:: WHAT TO WORK ON ::
Copy every entry below line for line, changing nothing.

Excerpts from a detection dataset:

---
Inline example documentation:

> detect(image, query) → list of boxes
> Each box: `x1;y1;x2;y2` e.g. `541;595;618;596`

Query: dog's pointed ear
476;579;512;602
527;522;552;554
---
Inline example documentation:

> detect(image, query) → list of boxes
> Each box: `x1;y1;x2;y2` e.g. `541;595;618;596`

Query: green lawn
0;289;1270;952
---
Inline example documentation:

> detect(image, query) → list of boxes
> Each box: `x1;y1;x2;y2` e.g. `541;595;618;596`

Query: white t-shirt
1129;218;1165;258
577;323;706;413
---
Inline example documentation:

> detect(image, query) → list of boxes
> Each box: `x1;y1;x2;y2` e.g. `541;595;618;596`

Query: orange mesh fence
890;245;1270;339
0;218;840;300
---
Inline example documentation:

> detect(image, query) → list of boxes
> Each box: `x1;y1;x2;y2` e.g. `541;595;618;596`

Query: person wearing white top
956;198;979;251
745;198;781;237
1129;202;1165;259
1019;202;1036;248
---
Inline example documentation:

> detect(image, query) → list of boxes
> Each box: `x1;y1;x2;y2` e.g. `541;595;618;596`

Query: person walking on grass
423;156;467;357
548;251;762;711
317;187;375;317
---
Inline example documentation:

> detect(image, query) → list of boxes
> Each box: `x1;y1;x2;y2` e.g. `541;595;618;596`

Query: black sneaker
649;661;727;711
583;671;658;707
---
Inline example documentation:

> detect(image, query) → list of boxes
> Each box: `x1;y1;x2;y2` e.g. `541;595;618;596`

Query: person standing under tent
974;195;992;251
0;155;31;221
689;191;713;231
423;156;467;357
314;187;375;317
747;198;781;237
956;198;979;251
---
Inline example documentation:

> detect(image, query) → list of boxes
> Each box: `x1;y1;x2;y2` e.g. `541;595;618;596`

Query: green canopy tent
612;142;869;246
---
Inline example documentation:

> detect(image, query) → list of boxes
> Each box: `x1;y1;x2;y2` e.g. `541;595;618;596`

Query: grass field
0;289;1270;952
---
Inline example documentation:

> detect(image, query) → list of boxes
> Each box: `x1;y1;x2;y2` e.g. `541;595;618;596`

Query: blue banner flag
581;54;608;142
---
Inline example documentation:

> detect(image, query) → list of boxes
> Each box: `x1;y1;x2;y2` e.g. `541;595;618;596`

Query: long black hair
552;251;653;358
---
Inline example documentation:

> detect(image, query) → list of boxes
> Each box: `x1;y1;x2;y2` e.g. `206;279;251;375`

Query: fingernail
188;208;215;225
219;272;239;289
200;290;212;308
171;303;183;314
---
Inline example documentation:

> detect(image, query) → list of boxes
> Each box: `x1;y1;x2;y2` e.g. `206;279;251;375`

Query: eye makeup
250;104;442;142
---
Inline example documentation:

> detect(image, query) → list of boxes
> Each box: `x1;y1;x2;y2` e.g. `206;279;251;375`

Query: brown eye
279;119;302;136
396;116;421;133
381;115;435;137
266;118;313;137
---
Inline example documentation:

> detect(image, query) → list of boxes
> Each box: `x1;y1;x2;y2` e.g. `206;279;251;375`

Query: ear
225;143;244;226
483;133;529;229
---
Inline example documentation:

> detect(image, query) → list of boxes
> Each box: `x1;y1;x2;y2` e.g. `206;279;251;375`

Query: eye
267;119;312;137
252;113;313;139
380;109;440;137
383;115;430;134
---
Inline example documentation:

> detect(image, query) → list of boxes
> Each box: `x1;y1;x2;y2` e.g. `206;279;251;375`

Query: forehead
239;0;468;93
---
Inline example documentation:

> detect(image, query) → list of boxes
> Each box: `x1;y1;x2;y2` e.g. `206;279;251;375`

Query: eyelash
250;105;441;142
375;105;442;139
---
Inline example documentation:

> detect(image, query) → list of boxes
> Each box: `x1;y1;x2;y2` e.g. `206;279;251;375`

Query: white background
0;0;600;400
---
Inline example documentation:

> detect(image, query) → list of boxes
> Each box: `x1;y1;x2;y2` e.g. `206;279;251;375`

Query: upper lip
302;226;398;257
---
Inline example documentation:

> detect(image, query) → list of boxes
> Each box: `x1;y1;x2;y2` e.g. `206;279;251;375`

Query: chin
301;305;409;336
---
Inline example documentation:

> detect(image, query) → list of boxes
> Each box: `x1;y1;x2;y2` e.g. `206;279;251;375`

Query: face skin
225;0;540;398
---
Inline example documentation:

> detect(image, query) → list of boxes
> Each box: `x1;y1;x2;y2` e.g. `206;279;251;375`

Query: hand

:: OUTPUT OF THE EXERCISE ::
---
Inline example documentation:

> detect(image, query) → list of boxes
> Each box: `x1;y1;x2;y2` e.g. `541;595;618;596`

Query: dog's pointed ear
476;579;512;602
527;522;552;554
---
Inline example documentation:

> detect(image, query) → list of boxes
> Each box: `x1;y1;x2;y2` e.g. `541;595;618;596`

Query: green lawn
0;289;1270;952
---
Inline example documentation:

> detect(image, query) → list of boxes
> Each box: `x1;y1;x2;y2` e.g. `541;595;618;596`

Query: white t-shirt
1129;218;1165;258
577;323;706;413
---
Inline example documentation:

> detect(image, query) → list of boxes
> Each box: `x1;y1;x2;y2` e.g. `541;595;618;596`

Query: orange mesh fence
890;245;1270;339
0;218;840;300
---
Inline example documentation:

> detect(image, query) → list of boxes
> Each box: `x1;y1;x2;y2` e.g. `541;595;618;596`

Query: person wearing white top
956;198;979;251
745;198;781;237
1129;202;1165;259
1019;202;1036;248
---
Inline example documentation:

> detect(image, query) → list of boxes
> Each box: `x1;y1;x2;y2` e.g. `541;595;618;596`

Query: person walking on grass
423;156;467;357
548;251;762;711
317;187;375;317
---
Inline example documentation:

> detect(image, query) → list of boxes
> Each box: `x1;y1;x2;y2` e.g. `541;595;618;596`

Query: black sneaker
649;661;727;711
583;671;658;707
---
Inline example documentation:

> detect(image, query) → list of boxes
> Each box: `x1;y1;x2;y2` e.g. `541;595;618;596`

Query: person standing under tent
974;195;992;251
0;155;31;221
689;191;713;231
423;156;467;357
314;187;375;317
747;198;781;237
956;198;979;251
---
Inline example documentation:

> detect(image, query) → list of boxes
> Each box: `x1;y1;x2;y2` e.g. `541;595;618;596`

Query: green canopy tent
612;142;869;246
---
Inline example documentation:

> detect(image, query) → list of boxes
> Each box: `x1;y1;x2;y2` e.g. `541;595;618;596`

Query: grass field
0;289;1270;952
---
Inline example documentation:

> detect(image, query) → list of boxes
> Each box: `x1;y1;x2;y2` e.g. `541;595;618;596`

Query: blue banner flag
581;54;608;142
---
Inline example documentation:

> detect(image, query) → list of boxes
> Each box: `x1;y1;x2;y2` e.g. `541;595;618;596`

Query: long black hair
552;251;653;358
---
Inline example documentation:

> detect(image, query) → list of boxes
> Each box: `x1;y1;x2;y2` e.g. `206;279;251;375`

Query: fingernail
188;208;215;225
219;272;239;289
200;290;212;308
171;303;183;314
---
Inline example documentation:

> detect(image, query) → list of boxes
> Each box: `x1;y1;x2;y2` e.g. `206;279;251;375`

Query: eye makeup
250;104;442;142
---
Inline example documentation:

> detect(image, query) → list of boxes
> Each box: `x1;y1;x2;y2` e.g. `206;279;251;375`

Query: brown eye
279;119;302;136
396;116;421;133
381;115;435;137
266;118;313;137
---
Inline example documentation:

> detect(image, query) → list of boxes
> Each box: `x1;y1;x2;y2` e.g. `206;279;251;375`

Query: ear
225;143;244;226
483;133;529;229
---
Inline example documentation:

> detect(image, query) → list of boxes
> Each box: `x1;y1;x2;y2` e.g. `206;279;251;375`

Query: eye
267;119;312;137
252;113;313;139
380;109;440;137
383;115;430;134
---
Inline example documentation:

> detect(image, query) → list of boxes
> Each box: `x1;y1;x2;y2` e.g. `206;279;251;375`

Query: forehead
239;0;468;93
---
Inline example documentation:

> detect(image, query) → list of boxes
> Each box: `x1;y1;x2;y2` e.g. `206;279;251;375`

Query: eyelash
250;105;441;142
375;105;442;139
---
Inline example documentation:

> detect(image, query) → list of boxes
> Each box: `x1;y1;x2;y2` e.g. `206;279;251;375`

Query: white background
0;0;600;400
---
Inline example documentation:

> detect(image, query) → list of boxes
> Each box: `x1;y1;x2;y2` e.g. `206;279;251;375`

Query: upper lip
302;226;398;257
---
Inline example documentation:

> detect(image, query) → list of boxes
> Each box: `x1;y1;x2;y2` e.g. `206;279;251;375`

Query: chin
301;305;409;336
---
Inline example documentation:

> detect(image, query) → list of boxes
> Each box: `x1;y1;x2;y2` e.g. `206;279;251;375`

Query: face skin
225;0;540;398
---
Inline example documentation:

> detect(image, query) → list of boxes
> Each box: `x1;y1;x2;y2` e.g. `206;279;251;375`

Query: hand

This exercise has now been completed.